文書の抜粋.
====
例えば心霊現象とか超能力とか魔法とか、未来や宇宙での話を漫画で描くとき、そういった異次元のルールやシステムをいかに設定し、いかに読者に納得させるか、という問題が発生する。要は「それらしいウソをどんだけうまくついて読者を引っ張りこめるか」ということだが、作家さんによっては、その設定こそが絶妙なスパイスをストーリーに与えて、読者を物語にグイグイ引き込むことが出来たりする。逆に前提やルールがあまりに荒唐無稽で複雑で説明過多だと、読者は理解するのがめんどくさくなったり、「そんな都合のいいことあるかよ」と冷めたりして、物語から離れていってしまう。
====
提供資料.
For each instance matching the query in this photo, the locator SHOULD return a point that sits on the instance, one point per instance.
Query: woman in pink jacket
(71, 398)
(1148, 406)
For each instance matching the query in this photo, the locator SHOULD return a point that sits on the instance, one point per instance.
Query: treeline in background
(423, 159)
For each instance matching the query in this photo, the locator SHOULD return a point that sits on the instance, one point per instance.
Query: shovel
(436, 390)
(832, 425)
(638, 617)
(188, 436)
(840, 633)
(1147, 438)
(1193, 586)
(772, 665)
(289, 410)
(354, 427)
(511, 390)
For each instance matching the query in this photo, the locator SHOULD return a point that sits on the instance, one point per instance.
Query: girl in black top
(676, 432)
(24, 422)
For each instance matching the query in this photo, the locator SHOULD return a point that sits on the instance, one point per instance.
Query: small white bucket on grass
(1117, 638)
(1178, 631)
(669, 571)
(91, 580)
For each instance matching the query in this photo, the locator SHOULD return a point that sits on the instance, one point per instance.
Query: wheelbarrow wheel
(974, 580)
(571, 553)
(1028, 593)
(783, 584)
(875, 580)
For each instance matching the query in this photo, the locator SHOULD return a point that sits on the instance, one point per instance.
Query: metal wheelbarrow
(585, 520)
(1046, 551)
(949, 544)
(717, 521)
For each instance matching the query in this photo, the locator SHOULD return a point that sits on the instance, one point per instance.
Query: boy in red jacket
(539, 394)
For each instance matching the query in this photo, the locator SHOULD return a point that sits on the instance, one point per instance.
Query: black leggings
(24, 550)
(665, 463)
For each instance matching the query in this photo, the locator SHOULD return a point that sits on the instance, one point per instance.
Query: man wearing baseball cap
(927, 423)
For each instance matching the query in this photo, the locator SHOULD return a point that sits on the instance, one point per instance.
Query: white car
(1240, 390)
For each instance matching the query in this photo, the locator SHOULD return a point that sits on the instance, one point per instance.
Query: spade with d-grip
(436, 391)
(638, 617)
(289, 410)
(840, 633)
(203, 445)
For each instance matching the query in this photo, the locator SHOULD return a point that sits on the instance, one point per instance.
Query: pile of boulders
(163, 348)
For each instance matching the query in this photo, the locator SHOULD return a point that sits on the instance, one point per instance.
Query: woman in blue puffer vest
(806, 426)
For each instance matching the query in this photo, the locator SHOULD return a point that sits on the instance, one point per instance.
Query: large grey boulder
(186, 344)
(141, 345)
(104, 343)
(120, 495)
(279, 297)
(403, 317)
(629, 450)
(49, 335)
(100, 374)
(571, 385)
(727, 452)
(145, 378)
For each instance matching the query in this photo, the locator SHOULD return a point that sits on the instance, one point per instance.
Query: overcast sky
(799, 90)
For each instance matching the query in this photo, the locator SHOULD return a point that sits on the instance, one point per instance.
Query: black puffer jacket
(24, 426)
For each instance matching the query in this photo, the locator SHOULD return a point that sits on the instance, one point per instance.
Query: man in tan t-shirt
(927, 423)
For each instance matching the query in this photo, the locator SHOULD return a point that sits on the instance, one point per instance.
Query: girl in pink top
====
やること.
A – 漫画の設定についての抜粋から、「例えば心霊現象とか超能力とか」で始まり「物語から離れていってしまう。」で終わる部分をそのまま抜き出してもらえますか？
B – 一覧の中で文字列「pink」を含む行をすべて見つけてもらえますか？大文字と小文字は区別してください。
この抜粋と一覧のあいだに関係はありません。

各作業の解答.
A –
例えば心霊現象とか超能力とか魔法とか、未来や宇宙での話を漫画で描くとき、そういった異次元のルールやシステムをいかに設定し、いかに読者に納得させるか、という問題が発生する。要は「それらしいウソをどんだけうまくついて読者を引っ張りこめるか」ということだが、作家さんによっては、その設定こそが絶妙なスパイスをストーリーに与えて、読者を物語にグイグイ引き込むことが出来たりする。逆に前提やルールがあまりに荒唐無稽で複雑で説明過多だと、読者は理解するのがめんどくさくなったり、「そんな都合のいいことあるかよ」と冷めたりして、物語から離れていってしまう。

B –
Query: woman in pink jacket
Query: girl in pink top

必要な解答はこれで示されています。